■ Problem to work on
Copy out the part that opens with the line containing "Isolate each tan pebble in this image." and closes with the line containing "[305, 706, 387, 758]", switching "pebble" to "stone" and keeping everything else the same. Leave the picture out of your copy.

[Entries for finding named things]
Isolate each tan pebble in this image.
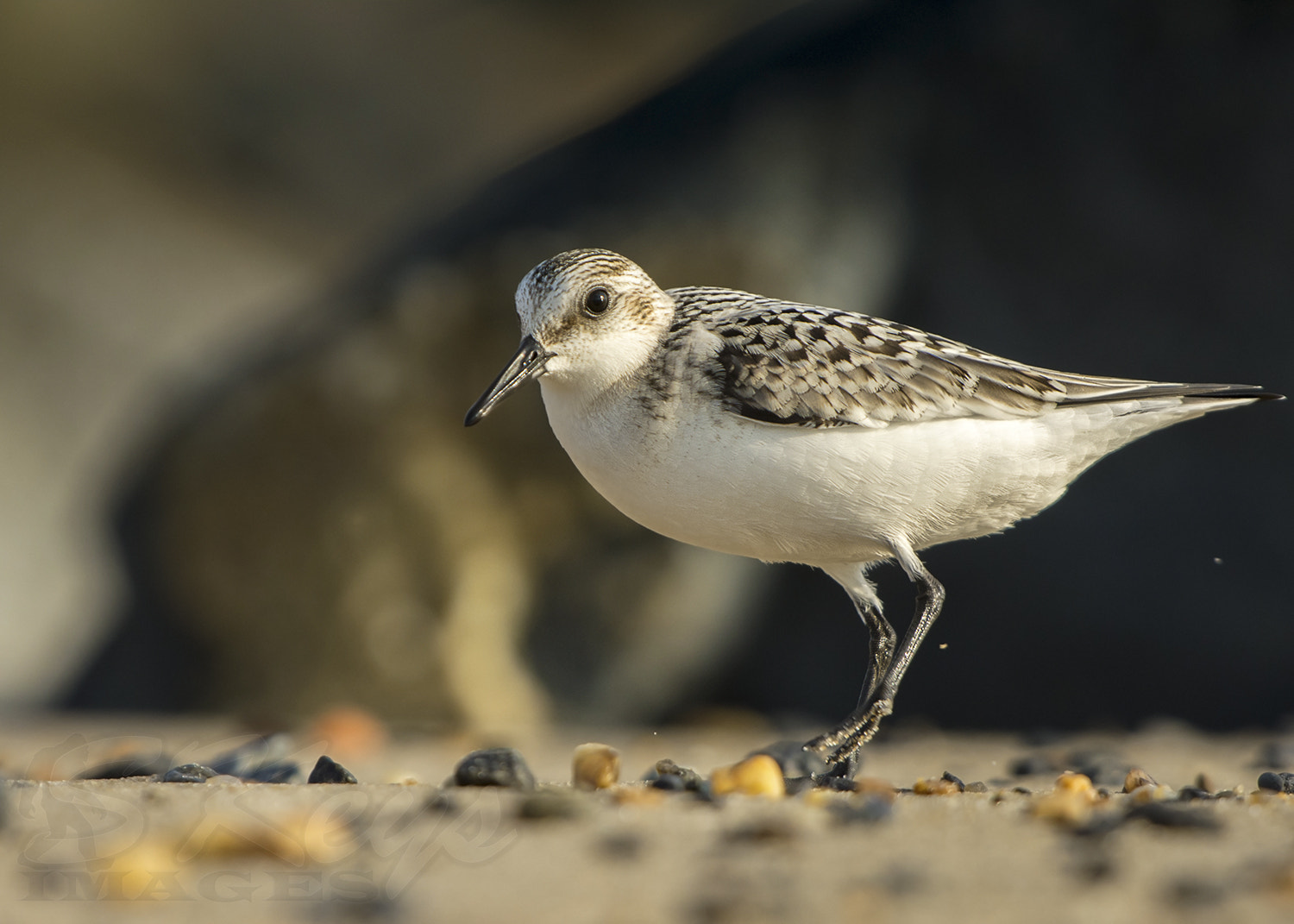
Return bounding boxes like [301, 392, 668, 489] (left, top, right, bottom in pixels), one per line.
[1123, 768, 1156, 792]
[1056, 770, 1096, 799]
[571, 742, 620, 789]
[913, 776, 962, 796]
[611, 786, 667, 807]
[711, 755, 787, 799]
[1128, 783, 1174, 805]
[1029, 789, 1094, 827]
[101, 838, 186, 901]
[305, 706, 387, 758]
...
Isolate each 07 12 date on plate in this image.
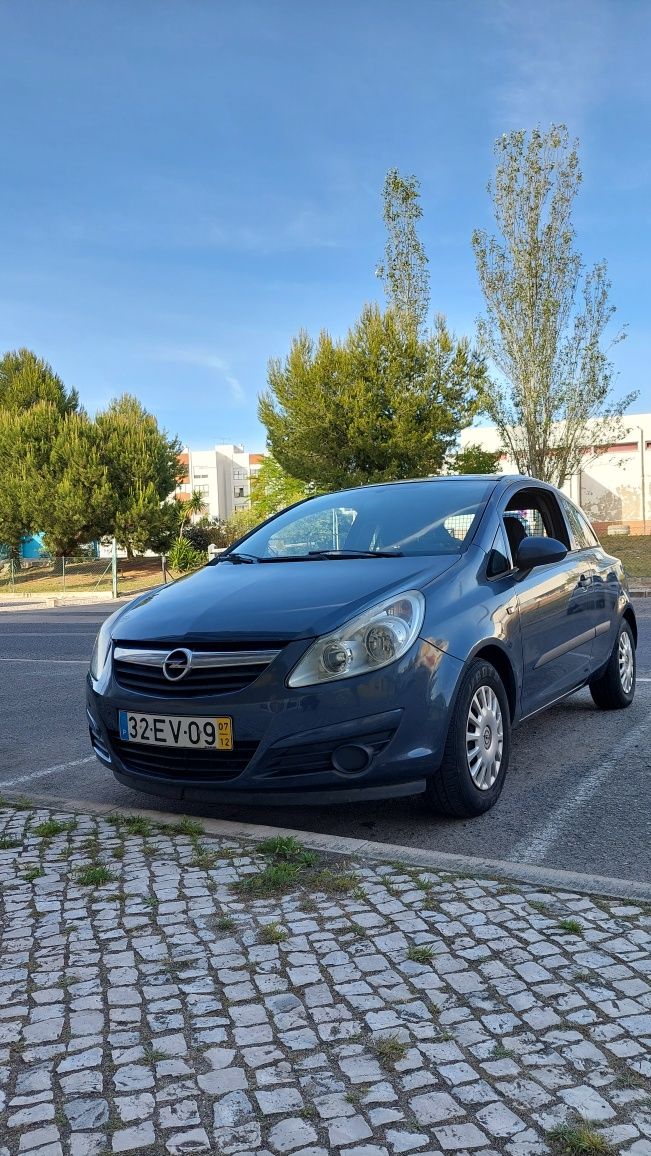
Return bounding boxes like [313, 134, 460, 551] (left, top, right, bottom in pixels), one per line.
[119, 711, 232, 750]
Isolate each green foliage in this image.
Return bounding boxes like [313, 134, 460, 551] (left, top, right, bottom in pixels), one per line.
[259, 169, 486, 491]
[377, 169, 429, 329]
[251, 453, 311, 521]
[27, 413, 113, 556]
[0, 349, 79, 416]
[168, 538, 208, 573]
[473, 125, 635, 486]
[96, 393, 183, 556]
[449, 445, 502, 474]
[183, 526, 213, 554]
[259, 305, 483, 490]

■ Expected answer
Isolate each tan stone in this image.
Return bounding boxes like [301, 392, 668, 489] (left, top, right, bottom in pixels), one per line.
[1123, 768, 1156, 792]
[1056, 770, 1096, 799]
[571, 742, 620, 789]
[913, 776, 962, 796]
[611, 786, 667, 807]
[711, 755, 787, 799]
[1128, 783, 1174, 805]
[1029, 789, 1094, 827]
[101, 838, 186, 901]
[305, 706, 387, 758]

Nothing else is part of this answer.